◆ **OBJECTIVES**
A – Retype the part of the CRM article that opens with the words containing "There’s the problem." and closes with "businesses as CRM.".
B – In the records, take the part that opens with the line containing "For every instance of the gray" and runs through the end of the records. Give only those lines again, with "knit hat" swapped for "wool cap" and everything else unchanged.

+++ DOCUMENT EXTRACT +++

RELATIONSHIP MANAGEMENT – THE ENTERPRISE WIDE …



CUSTOMER RELATIONSHIP MANAGEMENT –

AN OPPORTUNITY FOR COMPETITIVE ADVANTAGE?

Timothy McMahon

Customer Relationship Management ... it seems there is a new business “buzz word” every year. This year it’s “Customer Relationship Management” or “CRM”. Not long ago it was Partnering. Added-Value is still around as well. Actually CRM is a pretty good catch phrase simply because there is nothing more important than the relationships we establish and maintain with our customers.

I spoke at a recent sales conference and asked my audience, “How many of you think that customer relationship management is important?”. Not surprisingly, every head nodded and every hand went up. Then I asked, “How many of you have a clear strategy in your company for customer relationship management?”. Many, but not all, hands again were raised. Finally I asked, “How many of you think that your CRM strategy is being well executed and is making a measurable difference?". Now only a few hands could be seen, half-raised, among the crowd.

There’s the problem. We all embrace CRM as a good idea but when it comes to developing a customer relationship strategy and then executing it ... well, we’re a bit less confident. We shouldn’t feel that way about something as critical to the success of our businesses as CRM.

There are two fundamental questions you must ask – and successfully answer – if you want to develop a customer relationship management strategy, i.e., one that helps you gain new customers, maximize the potential of current customers, and protect your most important customers from competitive intrusion: What kind of relationship do you want to establish with your customer? And What must you do to create and maintain that relationship?

What kind of relationship do you want to establish with your customer?

When we think about relationships, many of us – and most salespeople – think of the personal one-on-one relationships we establish with key customer personnel. Without question, personal relationships are important. The axiom “People buy from people they like” is still true. The problem is that people come and go in the business world, both in the customer’s company and in our own. So, as useful as personal relationships may be, they’re dangerous to depend on for long term success.

The real question is What kind of relationship do you want your Company to establish with your customers?

• Your customers will directly or indirectly interact with many different people in your company across the enterprise, not just your sales representatives. How do you want your customer to feel about his or her overall interaction with your company? What do you want your customer’s to value about you as a result?

• What are the Key Values you bring your customers; that is, what are the reasons your customers should only want to buy from you? Your key value(s) should form the basis of the customer relationship you want to create. Can you clearly and succinctly define and communicate your key values?

• Are your Key Values unique and important enough to your customers that if they fully understood and appreciated them they would clearly prefer you over your competitors? Take a few moments before you answer this question and take a hard look. Remember that you simply cannot build a powerful business relationship if you can’t offer something the customer needs and values better than your competition. You may need to rethink your key values.

• Does the customer’s every interaction with your entire company support, sell, and enhance this key value message? Does each interaction enhance and build the relationship?

+++ ITEMS +++

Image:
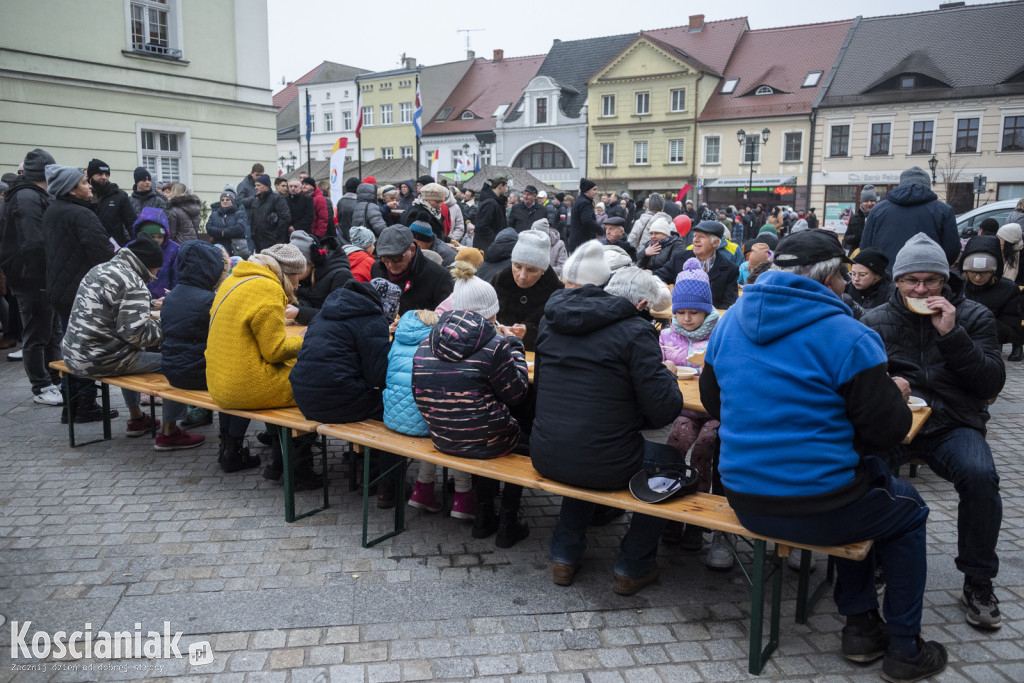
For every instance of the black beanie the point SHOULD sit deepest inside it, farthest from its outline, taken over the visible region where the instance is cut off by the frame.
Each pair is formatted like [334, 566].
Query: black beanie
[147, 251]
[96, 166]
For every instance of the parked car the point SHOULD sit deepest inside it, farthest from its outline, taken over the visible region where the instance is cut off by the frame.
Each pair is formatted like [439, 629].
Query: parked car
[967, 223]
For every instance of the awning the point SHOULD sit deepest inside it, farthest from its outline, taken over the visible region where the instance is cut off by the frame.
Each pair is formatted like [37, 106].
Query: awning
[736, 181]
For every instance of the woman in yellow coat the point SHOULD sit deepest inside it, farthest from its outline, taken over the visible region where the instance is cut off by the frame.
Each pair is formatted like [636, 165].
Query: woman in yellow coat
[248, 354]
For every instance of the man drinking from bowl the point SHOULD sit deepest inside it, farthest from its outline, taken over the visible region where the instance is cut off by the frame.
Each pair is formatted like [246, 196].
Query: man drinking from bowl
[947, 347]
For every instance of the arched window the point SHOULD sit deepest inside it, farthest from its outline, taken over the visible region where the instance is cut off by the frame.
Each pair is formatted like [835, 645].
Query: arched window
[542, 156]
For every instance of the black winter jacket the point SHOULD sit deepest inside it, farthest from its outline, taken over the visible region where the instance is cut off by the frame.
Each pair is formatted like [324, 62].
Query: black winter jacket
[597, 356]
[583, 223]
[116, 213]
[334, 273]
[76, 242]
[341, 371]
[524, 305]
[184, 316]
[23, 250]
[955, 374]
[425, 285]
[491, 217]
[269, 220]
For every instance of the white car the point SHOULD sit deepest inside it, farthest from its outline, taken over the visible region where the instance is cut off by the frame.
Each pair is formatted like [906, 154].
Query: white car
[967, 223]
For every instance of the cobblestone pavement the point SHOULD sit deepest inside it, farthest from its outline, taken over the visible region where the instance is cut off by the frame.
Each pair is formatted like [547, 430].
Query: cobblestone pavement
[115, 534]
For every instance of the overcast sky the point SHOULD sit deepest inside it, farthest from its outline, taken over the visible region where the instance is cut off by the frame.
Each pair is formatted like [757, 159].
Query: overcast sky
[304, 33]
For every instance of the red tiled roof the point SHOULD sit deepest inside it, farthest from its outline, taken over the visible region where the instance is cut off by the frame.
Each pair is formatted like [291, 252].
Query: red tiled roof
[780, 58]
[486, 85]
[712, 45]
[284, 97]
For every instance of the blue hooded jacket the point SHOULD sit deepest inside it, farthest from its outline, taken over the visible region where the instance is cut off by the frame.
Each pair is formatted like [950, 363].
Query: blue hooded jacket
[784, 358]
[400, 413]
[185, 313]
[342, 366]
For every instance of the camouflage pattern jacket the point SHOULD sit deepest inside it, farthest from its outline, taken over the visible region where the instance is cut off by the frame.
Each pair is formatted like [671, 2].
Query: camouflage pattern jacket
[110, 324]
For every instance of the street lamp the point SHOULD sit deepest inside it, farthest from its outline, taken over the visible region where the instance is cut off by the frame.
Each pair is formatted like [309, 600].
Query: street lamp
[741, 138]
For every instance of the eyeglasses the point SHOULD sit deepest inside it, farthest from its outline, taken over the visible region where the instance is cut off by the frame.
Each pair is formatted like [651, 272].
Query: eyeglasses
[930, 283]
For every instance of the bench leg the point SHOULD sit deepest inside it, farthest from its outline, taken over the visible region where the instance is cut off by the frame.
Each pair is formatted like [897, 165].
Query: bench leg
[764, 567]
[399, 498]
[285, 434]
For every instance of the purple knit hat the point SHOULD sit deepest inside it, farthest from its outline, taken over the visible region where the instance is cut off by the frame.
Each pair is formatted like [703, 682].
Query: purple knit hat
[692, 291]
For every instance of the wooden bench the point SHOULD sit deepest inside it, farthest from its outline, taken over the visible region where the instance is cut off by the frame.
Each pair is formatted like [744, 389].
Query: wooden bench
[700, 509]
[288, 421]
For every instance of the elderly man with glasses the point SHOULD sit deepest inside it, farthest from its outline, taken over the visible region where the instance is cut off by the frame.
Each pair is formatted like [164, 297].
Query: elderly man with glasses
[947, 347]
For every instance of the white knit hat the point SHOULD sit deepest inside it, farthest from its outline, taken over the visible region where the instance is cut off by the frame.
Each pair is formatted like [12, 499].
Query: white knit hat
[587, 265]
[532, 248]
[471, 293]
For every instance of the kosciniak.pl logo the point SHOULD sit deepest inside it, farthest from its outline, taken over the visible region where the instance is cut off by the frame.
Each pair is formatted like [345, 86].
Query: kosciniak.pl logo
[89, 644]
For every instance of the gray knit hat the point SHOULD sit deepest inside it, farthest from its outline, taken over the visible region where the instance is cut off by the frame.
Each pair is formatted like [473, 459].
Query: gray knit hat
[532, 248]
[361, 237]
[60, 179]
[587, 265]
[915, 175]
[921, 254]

+++

◆ **WORKED SOLUTIONS**
A –
There’s the problem. We all embrace CRM as a good idea but when it comes to developing a customer relationship strategy and then executing it ... well, we’re a bit less confident. We shouldn’t feel that way about something as critical to the success of our businesses as CRM.

B –
For every instance of the gray wool cap the point SHOULD sit deepest inside it, farthest from its outline, taken over the visible region where the instance is cut off by the frame.
Each pair is formatted like [473, 459].
Query: gray wool cap
[532, 248]
[361, 237]
[60, 179]
[587, 265]
[915, 175]
[921, 254]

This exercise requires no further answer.